* TASK DETAILS: Recast every line of the records below as a JSON list of strings, one string per line, with blank lines left out. Leave the pictures out of the list.
** Begin RAW DATA **
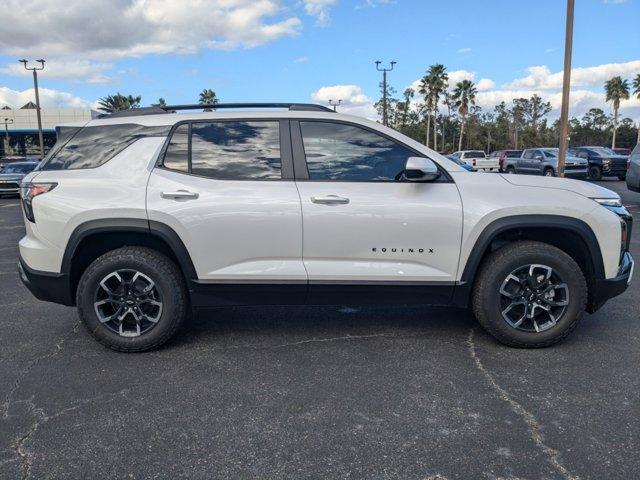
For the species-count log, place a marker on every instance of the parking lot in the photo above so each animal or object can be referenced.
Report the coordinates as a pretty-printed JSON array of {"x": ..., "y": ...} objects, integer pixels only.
[{"x": 314, "y": 392}]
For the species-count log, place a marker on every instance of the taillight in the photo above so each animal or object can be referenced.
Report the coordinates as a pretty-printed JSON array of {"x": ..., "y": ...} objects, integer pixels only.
[{"x": 29, "y": 191}]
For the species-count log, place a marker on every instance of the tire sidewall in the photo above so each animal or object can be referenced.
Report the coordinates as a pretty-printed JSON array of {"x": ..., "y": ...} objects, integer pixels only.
** End RAW DATA **
* RESULT OF THIS EXERCISE:
[
  "For the species-count log, place a marker on every instance of the parking lot in the photo above so each animal or object can be referenced.",
  "Report the coordinates as a pretty-printed JSON array of {\"x\": ..., \"y\": ...} objects, integer pixels only.",
  "[{\"x\": 314, \"y\": 392}]",
  "For the species-count log, place a marker on every instance of the taillight in the photo above so each animal or object can be referenced.",
  "Report the coordinates as a pretty-printed JSON array of {\"x\": ..., \"y\": ...} objects, integer pixels only.",
  "[{\"x\": 29, \"y\": 191}]",
  "For the species-count log, place a marker on every instance of the tire sidewall in the photo above so each animal or object can be referenced.",
  "Report the coordinates as a pretty-printed JSON array of {\"x\": ..., \"y\": ...} objects, integer pixels only."
]